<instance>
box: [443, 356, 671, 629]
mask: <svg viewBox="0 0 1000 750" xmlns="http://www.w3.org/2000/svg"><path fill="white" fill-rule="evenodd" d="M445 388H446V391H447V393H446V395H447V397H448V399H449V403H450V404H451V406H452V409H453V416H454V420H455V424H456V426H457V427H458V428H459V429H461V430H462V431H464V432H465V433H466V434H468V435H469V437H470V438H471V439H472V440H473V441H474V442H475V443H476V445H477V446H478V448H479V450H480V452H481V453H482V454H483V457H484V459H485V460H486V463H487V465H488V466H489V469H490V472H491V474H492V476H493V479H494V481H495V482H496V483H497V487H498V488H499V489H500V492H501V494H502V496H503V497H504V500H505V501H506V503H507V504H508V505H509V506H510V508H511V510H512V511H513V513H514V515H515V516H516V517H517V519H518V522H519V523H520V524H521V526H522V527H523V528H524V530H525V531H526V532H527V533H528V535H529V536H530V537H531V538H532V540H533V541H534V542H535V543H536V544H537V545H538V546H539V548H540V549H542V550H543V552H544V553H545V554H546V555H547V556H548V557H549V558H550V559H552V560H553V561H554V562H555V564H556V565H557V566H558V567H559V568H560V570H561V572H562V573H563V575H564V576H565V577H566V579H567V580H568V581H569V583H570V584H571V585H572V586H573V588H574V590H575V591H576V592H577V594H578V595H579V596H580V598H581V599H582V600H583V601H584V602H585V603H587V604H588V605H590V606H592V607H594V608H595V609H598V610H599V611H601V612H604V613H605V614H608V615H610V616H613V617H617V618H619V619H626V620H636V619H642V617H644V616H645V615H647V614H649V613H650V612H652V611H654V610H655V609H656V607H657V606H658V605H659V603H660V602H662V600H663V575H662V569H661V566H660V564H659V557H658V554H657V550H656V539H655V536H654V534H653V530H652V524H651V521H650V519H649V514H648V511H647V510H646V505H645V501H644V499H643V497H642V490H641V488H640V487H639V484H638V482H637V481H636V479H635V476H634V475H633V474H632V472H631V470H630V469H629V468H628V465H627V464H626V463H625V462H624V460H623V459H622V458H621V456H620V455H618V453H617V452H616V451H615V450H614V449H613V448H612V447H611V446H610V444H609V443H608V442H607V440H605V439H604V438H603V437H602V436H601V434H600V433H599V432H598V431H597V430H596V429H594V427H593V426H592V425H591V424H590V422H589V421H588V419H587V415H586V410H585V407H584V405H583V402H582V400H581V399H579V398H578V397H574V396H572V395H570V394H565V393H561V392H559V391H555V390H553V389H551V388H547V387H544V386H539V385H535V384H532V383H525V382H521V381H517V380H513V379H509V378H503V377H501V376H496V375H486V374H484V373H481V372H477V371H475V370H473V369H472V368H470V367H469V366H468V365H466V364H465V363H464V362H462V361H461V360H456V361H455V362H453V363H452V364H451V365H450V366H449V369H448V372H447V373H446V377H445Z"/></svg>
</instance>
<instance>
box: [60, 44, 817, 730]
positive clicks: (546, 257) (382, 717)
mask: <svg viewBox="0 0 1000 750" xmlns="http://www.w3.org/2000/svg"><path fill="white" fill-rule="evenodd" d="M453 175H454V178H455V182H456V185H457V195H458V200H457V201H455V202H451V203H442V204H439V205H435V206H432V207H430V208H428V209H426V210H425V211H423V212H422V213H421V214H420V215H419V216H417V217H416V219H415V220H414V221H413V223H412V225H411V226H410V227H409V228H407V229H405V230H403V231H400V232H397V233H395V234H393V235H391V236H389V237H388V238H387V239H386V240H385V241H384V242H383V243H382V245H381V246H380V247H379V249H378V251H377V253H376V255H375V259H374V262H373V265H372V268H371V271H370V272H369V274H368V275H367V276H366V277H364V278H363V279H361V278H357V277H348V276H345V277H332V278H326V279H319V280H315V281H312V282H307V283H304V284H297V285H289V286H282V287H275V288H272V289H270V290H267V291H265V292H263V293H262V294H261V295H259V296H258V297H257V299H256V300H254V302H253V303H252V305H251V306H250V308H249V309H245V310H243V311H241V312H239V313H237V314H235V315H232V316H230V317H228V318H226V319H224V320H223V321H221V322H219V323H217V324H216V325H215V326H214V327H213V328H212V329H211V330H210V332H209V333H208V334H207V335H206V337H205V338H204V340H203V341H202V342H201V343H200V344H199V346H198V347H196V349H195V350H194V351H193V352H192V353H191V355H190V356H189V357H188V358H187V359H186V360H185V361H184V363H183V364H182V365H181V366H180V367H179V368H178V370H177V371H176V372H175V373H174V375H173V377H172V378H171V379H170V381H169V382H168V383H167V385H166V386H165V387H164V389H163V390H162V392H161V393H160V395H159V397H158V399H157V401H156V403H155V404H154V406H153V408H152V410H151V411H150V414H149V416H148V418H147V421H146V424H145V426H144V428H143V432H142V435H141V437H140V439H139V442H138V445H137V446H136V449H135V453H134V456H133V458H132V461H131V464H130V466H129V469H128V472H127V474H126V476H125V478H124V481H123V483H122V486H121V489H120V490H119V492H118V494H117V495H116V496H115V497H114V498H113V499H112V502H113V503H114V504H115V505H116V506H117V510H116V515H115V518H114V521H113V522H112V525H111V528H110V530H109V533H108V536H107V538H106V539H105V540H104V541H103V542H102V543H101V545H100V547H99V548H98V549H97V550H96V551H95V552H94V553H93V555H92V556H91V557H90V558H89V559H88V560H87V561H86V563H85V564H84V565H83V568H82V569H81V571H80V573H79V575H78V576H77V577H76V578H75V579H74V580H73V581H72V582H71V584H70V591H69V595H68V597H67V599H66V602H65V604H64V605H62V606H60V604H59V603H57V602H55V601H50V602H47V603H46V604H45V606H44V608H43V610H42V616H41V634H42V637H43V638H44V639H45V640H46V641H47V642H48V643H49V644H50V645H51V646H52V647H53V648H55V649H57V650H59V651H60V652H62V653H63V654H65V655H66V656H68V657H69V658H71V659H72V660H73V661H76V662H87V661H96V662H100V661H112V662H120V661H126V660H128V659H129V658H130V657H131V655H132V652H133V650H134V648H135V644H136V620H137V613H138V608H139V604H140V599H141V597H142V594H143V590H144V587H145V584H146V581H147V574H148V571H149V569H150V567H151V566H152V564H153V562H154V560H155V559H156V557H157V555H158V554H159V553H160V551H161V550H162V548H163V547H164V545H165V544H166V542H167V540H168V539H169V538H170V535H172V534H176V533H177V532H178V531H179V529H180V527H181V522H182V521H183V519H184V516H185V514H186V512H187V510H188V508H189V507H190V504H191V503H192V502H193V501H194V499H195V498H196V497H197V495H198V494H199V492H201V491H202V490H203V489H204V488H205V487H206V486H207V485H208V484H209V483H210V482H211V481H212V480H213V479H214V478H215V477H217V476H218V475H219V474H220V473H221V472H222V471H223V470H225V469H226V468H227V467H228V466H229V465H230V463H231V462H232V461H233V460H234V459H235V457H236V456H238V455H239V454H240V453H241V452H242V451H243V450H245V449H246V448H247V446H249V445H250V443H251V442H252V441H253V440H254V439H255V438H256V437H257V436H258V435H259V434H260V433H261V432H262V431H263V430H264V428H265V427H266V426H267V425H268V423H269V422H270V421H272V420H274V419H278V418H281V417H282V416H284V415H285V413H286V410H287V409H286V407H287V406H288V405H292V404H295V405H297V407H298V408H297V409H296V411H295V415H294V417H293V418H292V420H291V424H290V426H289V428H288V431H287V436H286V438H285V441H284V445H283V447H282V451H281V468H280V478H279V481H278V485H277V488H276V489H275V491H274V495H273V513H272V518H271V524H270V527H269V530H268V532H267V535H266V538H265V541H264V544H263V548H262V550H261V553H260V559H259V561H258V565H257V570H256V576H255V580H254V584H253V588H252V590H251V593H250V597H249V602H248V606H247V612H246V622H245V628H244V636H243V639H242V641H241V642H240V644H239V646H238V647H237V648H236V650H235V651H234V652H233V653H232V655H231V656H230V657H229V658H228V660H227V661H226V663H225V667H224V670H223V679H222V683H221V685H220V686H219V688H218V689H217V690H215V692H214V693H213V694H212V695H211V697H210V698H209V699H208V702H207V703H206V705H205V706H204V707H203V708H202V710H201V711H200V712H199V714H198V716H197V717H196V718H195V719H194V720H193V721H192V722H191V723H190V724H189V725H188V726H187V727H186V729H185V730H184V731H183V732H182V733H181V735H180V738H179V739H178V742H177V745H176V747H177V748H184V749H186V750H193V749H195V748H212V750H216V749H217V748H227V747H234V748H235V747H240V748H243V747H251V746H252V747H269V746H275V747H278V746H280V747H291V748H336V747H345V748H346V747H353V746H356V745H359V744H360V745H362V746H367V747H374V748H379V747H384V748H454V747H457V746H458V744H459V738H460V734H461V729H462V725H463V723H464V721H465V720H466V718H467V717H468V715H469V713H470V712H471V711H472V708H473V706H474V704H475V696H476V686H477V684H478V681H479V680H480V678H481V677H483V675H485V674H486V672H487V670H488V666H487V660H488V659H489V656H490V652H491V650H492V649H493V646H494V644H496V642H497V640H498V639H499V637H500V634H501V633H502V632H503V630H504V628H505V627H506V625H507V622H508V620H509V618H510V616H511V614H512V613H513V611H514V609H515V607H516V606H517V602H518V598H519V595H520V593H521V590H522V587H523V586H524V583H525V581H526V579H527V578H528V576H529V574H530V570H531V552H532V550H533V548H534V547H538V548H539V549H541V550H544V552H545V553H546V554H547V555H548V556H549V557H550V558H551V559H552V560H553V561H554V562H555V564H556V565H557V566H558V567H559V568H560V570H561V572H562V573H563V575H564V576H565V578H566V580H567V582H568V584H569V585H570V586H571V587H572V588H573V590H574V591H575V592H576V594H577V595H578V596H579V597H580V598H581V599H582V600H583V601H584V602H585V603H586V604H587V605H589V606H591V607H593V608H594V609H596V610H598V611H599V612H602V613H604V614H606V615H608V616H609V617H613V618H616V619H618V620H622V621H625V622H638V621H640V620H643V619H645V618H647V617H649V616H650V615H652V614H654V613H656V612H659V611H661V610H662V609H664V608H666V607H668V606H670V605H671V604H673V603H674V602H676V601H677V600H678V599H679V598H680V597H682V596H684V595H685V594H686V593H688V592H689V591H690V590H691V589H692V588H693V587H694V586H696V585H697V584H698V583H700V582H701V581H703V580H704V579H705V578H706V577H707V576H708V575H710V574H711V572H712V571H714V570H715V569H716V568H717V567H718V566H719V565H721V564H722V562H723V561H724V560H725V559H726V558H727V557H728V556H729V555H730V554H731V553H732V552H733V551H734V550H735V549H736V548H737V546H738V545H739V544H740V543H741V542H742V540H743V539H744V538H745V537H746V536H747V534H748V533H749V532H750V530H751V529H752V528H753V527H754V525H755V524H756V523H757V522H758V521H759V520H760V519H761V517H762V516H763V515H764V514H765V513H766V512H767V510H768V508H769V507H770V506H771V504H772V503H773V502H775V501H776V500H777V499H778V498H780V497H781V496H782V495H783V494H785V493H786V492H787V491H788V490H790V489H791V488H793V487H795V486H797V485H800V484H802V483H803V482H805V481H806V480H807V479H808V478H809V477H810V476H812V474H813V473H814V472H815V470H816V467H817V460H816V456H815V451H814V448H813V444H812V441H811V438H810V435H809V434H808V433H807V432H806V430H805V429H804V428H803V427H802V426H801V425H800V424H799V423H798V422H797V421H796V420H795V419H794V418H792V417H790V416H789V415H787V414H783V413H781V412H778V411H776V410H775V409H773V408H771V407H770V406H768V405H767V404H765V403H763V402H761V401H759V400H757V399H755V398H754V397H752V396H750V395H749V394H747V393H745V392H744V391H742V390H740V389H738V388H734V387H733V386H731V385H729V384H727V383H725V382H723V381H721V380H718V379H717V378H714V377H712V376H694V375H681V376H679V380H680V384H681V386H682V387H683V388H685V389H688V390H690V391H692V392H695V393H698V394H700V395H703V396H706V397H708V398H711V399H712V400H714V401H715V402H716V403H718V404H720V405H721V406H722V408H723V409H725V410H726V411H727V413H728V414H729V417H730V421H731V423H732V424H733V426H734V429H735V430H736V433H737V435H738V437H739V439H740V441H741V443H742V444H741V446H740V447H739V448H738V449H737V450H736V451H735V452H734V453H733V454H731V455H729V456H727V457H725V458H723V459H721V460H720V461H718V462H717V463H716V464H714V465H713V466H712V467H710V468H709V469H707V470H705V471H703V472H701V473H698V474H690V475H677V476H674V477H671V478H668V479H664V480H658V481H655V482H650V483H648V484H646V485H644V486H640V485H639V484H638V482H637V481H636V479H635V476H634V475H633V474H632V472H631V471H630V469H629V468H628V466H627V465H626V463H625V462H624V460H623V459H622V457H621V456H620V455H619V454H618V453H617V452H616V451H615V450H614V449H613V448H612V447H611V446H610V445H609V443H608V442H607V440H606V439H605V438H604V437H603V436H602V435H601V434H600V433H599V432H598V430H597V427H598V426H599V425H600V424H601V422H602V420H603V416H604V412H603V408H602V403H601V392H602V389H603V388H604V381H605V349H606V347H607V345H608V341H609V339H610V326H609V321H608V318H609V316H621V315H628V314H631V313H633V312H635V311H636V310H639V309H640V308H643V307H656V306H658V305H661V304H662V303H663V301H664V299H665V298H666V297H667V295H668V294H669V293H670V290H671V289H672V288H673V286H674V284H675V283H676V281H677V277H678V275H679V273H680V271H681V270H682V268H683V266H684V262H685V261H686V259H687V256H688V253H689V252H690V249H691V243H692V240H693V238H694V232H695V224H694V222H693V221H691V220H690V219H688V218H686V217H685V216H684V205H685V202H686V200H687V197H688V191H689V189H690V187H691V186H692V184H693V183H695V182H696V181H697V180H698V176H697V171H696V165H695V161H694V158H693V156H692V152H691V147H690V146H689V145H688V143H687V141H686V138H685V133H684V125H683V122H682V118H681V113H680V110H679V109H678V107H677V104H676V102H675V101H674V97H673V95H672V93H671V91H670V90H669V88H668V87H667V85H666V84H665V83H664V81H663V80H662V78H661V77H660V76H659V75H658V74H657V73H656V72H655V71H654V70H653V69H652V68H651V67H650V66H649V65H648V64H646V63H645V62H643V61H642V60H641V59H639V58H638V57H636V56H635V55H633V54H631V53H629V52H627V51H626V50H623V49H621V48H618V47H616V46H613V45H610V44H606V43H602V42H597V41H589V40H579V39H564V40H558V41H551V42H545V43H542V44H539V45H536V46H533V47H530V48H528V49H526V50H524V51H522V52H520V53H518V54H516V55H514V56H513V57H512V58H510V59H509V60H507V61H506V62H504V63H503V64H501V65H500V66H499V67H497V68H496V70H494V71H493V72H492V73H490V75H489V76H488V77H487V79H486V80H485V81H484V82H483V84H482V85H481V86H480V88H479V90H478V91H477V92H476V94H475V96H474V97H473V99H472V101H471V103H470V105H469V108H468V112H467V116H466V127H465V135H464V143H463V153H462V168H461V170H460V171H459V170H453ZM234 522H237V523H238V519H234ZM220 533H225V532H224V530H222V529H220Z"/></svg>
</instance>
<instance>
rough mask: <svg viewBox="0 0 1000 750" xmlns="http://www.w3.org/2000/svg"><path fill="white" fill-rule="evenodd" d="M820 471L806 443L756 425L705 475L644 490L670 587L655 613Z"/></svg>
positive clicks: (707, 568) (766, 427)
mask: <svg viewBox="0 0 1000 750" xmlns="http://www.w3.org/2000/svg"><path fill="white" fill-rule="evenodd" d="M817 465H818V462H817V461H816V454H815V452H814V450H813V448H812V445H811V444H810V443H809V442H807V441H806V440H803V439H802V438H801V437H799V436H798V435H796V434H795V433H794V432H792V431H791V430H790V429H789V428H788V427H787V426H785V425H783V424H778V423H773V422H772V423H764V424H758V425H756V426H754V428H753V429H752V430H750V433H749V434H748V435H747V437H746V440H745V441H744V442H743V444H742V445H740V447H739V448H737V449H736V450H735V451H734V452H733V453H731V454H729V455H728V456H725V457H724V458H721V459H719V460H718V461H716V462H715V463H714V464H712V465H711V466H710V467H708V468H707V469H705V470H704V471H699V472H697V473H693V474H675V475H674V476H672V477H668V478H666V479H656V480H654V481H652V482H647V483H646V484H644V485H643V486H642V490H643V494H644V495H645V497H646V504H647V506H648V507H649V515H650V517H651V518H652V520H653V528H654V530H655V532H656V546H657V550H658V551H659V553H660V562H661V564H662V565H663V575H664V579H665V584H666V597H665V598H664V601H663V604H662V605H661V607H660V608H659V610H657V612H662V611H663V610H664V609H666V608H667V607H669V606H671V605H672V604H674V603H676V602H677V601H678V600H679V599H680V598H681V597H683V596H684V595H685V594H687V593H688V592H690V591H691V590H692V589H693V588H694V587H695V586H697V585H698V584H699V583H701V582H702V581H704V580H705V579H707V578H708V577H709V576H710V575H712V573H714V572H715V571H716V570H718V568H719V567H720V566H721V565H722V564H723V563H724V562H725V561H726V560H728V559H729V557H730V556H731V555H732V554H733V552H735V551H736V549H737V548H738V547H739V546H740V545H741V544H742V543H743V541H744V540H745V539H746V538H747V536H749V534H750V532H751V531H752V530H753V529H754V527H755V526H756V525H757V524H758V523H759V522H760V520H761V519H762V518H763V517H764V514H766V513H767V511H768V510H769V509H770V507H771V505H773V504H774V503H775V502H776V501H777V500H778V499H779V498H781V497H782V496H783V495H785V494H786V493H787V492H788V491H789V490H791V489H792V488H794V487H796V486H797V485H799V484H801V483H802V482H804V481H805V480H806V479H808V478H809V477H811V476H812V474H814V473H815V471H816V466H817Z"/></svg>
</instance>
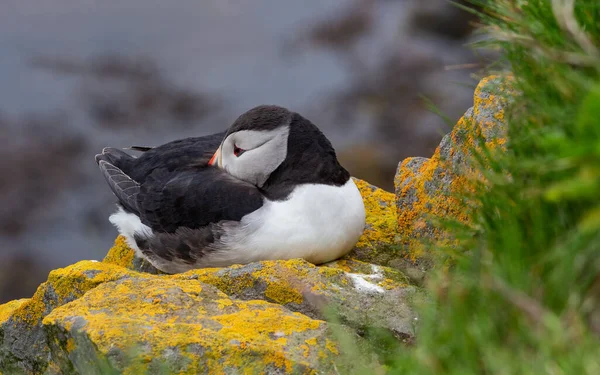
——————————
**Task to carry out**
Determine how many lines of the records hold the word "positive", giving only that number.

**Answer box**
2